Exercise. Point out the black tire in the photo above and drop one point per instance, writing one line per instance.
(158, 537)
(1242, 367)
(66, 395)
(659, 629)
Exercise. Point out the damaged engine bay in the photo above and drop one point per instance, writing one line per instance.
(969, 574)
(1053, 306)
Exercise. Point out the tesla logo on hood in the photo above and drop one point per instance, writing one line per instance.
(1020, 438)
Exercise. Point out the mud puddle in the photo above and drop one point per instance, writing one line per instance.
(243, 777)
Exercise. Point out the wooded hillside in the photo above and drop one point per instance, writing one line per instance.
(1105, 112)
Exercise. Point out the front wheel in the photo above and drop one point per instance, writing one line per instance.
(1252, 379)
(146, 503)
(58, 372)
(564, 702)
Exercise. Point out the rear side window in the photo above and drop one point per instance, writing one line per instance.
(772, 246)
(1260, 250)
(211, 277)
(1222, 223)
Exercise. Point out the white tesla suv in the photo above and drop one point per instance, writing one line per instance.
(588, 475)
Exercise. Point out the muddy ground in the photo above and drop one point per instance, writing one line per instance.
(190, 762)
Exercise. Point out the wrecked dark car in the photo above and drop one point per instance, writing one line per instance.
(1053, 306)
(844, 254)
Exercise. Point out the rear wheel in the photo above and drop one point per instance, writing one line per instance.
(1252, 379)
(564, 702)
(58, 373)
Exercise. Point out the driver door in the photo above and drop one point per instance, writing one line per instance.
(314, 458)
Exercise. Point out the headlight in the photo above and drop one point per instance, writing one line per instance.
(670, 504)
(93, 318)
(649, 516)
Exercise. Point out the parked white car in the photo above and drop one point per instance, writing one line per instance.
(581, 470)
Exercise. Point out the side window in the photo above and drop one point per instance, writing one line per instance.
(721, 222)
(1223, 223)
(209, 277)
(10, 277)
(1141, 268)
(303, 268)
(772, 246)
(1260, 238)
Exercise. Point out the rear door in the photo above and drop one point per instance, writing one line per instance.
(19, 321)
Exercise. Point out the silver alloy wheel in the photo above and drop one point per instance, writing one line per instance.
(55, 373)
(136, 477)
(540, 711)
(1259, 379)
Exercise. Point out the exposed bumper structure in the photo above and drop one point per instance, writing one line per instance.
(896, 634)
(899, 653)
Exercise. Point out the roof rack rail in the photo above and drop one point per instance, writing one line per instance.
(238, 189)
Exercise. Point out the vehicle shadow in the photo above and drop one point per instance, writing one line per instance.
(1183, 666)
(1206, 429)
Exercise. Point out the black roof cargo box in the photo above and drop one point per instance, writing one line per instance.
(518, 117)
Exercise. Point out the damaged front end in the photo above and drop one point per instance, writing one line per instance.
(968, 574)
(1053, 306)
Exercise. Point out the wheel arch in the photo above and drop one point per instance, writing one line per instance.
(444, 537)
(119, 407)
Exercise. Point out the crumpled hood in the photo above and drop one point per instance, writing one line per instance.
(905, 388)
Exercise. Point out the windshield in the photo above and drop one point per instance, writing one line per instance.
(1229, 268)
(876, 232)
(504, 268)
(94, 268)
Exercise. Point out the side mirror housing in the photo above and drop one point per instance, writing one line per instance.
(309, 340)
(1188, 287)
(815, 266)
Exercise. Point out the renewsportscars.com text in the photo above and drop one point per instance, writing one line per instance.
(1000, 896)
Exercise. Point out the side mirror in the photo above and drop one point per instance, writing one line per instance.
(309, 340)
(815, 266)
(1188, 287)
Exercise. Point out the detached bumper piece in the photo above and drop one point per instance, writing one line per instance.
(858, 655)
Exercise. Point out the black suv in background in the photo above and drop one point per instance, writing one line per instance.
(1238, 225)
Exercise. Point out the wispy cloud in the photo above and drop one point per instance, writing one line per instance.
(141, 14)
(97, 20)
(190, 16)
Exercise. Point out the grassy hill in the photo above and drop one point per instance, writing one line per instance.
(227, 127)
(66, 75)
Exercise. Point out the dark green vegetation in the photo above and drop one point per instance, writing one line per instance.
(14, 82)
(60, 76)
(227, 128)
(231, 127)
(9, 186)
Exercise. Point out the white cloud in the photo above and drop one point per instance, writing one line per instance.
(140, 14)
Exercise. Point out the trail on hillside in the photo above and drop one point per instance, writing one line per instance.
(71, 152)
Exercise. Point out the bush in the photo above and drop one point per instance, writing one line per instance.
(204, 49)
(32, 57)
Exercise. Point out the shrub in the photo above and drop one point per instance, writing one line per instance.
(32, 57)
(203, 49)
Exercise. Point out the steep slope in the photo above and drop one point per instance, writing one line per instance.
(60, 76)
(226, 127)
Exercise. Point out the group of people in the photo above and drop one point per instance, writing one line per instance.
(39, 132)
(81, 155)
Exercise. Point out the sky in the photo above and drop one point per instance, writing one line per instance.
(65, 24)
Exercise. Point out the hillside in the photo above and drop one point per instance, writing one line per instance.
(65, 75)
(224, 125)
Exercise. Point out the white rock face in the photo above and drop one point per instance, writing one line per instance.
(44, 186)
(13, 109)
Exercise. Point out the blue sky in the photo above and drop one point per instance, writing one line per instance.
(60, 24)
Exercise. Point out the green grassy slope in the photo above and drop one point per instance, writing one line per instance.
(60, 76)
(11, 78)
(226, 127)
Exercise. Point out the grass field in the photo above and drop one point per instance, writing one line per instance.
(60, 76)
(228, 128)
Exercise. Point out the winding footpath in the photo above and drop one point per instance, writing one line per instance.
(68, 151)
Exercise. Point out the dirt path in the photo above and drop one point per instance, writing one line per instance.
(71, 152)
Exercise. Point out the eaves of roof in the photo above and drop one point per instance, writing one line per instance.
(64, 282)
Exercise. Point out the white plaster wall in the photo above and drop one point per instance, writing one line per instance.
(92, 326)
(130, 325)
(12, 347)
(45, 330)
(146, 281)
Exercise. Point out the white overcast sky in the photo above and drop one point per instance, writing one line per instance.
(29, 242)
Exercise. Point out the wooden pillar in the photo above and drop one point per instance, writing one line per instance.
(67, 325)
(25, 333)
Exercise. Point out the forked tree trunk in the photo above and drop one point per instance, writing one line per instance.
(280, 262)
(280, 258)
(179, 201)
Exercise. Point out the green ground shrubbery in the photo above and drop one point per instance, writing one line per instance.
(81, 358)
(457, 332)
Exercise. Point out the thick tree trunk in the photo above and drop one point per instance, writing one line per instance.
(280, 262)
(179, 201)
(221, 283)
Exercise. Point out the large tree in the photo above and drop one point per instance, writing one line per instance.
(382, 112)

▸ EXERCISE DESCRIPTION
Emit the records above again, exactly, with no line skipped.

▸ COMPLETE RESPONSE
Exercise. Point out the black tire in the photo above and drop one point per instance, writing one line per instance.
(158, 537)
(1242, 367)
(66, 395)
(659, 629)
Exercise. Point out the damaged engine bay in the photo above and drop one point per instance, writing one line per instance.
(969, 574)
(1053, 306)
Exercise. Point out the tesla logo on hood in the photo above and drop one point per instance, writing one line per instance.
(1020, 438)
Exercise. Point out the mud puddle in the photo above and drop one point per instance, writing one line per instance.
(243, 777)
Exercise. Point out the wooded hillside in the photo above and drop one point per instance, writing one line per instance.
(1105, 112)
Exercise. Point out the front wheel in the photo above and drop one point per instance, writing one line per instance.
(1252, 379)
(146, 503)
(58, 372)
(564, 702)
Exercise. Point out the rear side window in the photo above and drop one point per instance, writing one line per instance.
(772, 246)
(1260, 250)
(211, 277)
(1222, 223)
Exercise. Point out the white tesla suv in the photo above and drop one point per instance, writing one line per instance.
(588, 475)
Exercise. Point out the muddy ground in the photo above and drop one point per instance, writing one line per instance.
(190, 762)
Exercise. Point out the wrecked dark car in the photo above and drop one point per instance, writing one line per instance.
(1053, 306)
(844, 254)
Exercise. Point out the rear wheel in the photo above and drop one point per instance, writing one line per instance.
(1252, 379)
(564, 702)
(58, 373)
Exercise. Point out the driver door in the photo above and drop one point per instance, writing one line per instance.
(314, 458)
Exercise. Point out the headlight in the photo above and drop one point per instance, writing one line per instance.
(670, 504)
(93, 318)
(649, 516)
Exercise. Point out the parked white car in the photo above and drop one point per instance, writing one line per instance.
(581, 470)
Exercise. Point out the side window in the photo above and drop one point per instance, writing one line per instance.
(721, 222)
(1223, 223)
(209, 277)
(10, 277)
(1141, 268)
(303, 268)
(772, 246)
(1260, 238)
Exercise. Point out the rear door in the photo above and drop one point per instance, writing one line per instance.
(19, 321)
Exercise. Point out the silver alloy wheel in the photo above and drop one point per instance, writing one line per instance.
(55, 373)
(136, 477)
(540, 711)
(1259, 379)
Exercise. Point out the exposed bumper structure in the photo above and drop one point per instance, writing one line per instance.
(896, 634)
(899, 653)
Exercise. Point out the roof rack rail in the photo above and drop one point per instance, writing one line per instance.
(238, 189)
Exercise. Point out the vehicle shadow in the photo above and drop one point per instance, writing one line per instance.
(1183, 666)
(1206, 429)
Exercise. Point out the black roof cargo box in the photo above and drop one point per instance, writing one line per instance.
(518, 117)
Exercise. Point out the damaged front end in the photo above and drop one point per instance, writing one line per instance.
(968, 574)
(1053, 306)
Exercise. Point out the wheel arch in the photo above and drop one point per instance, writing one line per instance.
(444, 537)
(119, 407)
Exercise. Point out the crumpled hood in the photo above and drop one point per instance, writing one line per instance.
(905, 388)
Exercise. Point out the windshield in the photo above and drop one point per instance, writing one line per instance.
(1229, 268)
(876, 232)
(504, 268)
(94, 268)
Exercise. Point out the side mirror housing in the photo above and drop one point per instance, writing one line per instance.
(309, 340)
(1188, 287)
(815, 266)
Exercise. Point out the renewsportscars.com text in the photo above and drop one point per instance, writing one line per instance.
(1000, 896)
Exercise. Point out the side mirror in the photo above and drop one point per instance, writing one line per instance.
(309, 340)
(815, 266)
(1188, 287)
Exercise. Point out the detached bumper piece in the photo above and drop one point per instance, writing one line per instance.
(858, 655)
Exercise. Point out the black suv in background in the photo above and drop one point per instance, writing one line per instance.
(1238, 225)
Exercise. Point out the wispy cloud in the photo above and drop one point per instance, writing one line per instance.
(141, 14)
(97, 20)
(190, 16)
Exercise. Point out the grassy hill in the photo above and drop one point per instance, writing one line per instance.
(227, 127)
(66, 75)
Exercise. Point out the dark green vegetation in the photo above and drop one point per instance, writing one line per instance.
(14, 82)
(60, 76)
(227, 128)
(231, 127)
(9, 186)
Exercise. Point out the white cloud in the photo above and drop one point per instance, writing one line per instance.
(140, 14)
Exercise. Point out the trail on hillside in the photo above and drop one point per instance, writing one line per instance.
(71, 152)
Exercise. Point out the bush in the photo above and drop one point per instance, writing one line per instance.
(204, 49)
(32, 57)
Exercise. Point out the shrub in the photo above and drop one point per instance, writing one line per instance.
(32, 57)
(203, 49)
Exercise. Point out the steep slope in the photo above and drop one point per instance, writing one line per instance.
(60, 76)
(226, 127)
Exercise. Point out the group of people in the photo above and drop one point per instance, writing one line per instance.
(39, 132)
(81, 155)
Exercise. Point out the sky in the photo above and drop one point per instance, writing one line per instance.
(65, 24)
Exercise. Point out the hillside in the photo above and drop one point per instance, writing one line per instance.
(65, 75)
(224, 125)
Exercise. Point out the white rock face in the photo above and drop one point per instance, writing one line per instance.
(44, 186)
(13, 109)
Exercise. Point out the blue sky in the photo above and drop one point per instance, writing one line per instance.
(60, 24)
Exercise. Point out the green grassy slope in the photo above and drop one point per instance, writing one line per instance.
(60, 76)
(11, 78)
(226, 127)
Exercise. Point out the grass field in the photo above and drop one point per instance, writing one line per instance.
(60, 76)
(228, 128)
Exercise. Point out the winding footpath in the photo above and drop one point per instance, writing one line per instance.
(68, 151)
Exercise. Point out the dirt path in the photo above and drop one point per instance, writing one line per instance.
(71, 152)
Exercise. Point out the eaves of roof in the photo above and drop one point per instance, writing one line per instance.
(64, 282)
Exercise. Point out the white plaster wall in the photo above and drop one point per instance, writing one line per instance.
(92, 326)
(130, 325)
(12, 347)
(45, 330)
(146, 281)
Exercise. Point out the white overcast sky in the photo above and drop one point per instance, writing one line per instance.
(29, 242)
Exercise. Point out the wooden pillar in the photo above and drop one point per instance, writing one line per instance.
(67, 325)
(25, 333)
Exercise. Point out the forked tree trunk in the photo above and drop one point per instance, writing one line per instance.
(280, 262)
(280, 258)
(179, 201)
Exercise. Point out the green ground shrubbery in the photo above and drop one point per instance, writing one line per instance.
(81, 358)
(457, 332)
Exercise. Point out the thick tree trunk in the photo above and drop one point per instance, writing one line per instance.
(280, 262)
(179, 201)
(221, 283)
Exercise. Point out the large tree in the photo above and drop one point per instance, writing one line per instance.
(382, 112)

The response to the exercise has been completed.